Assignment:
Each entry is to be repeated word for word, and the images are to be dropped.

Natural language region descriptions
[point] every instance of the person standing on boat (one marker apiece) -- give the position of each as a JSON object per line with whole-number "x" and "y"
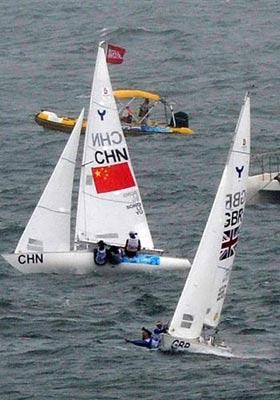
{"x": 127, "y": 115}
{"x": 132, "y": 245}
{"x": 146, "y": 341}
{"x": 115, "y": 255}
{"x": 143, "y": 111}
{"x": 100, "y": 253}
{"x": 159, "y": 328}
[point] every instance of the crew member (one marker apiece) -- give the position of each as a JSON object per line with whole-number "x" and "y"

Solved problem:
[point] every instance of the person standing on boat (one marker apiece) -- give the position of each as a JSON object per line with whole-number "x" and "y"
{"x": 127, "y": 115}
{"x": 132, "y": 245}
{"x": 146, "y": 341}
{"x": 115, "y": 255}
{"x": 143, "y": 111}
{"x": 100, "y": 253}
{"x": 159, "y": 328}
[point] every instance of the crew member (one marker apiece) -- give the position of each as a JSON object per line with whole-number "x" and "y"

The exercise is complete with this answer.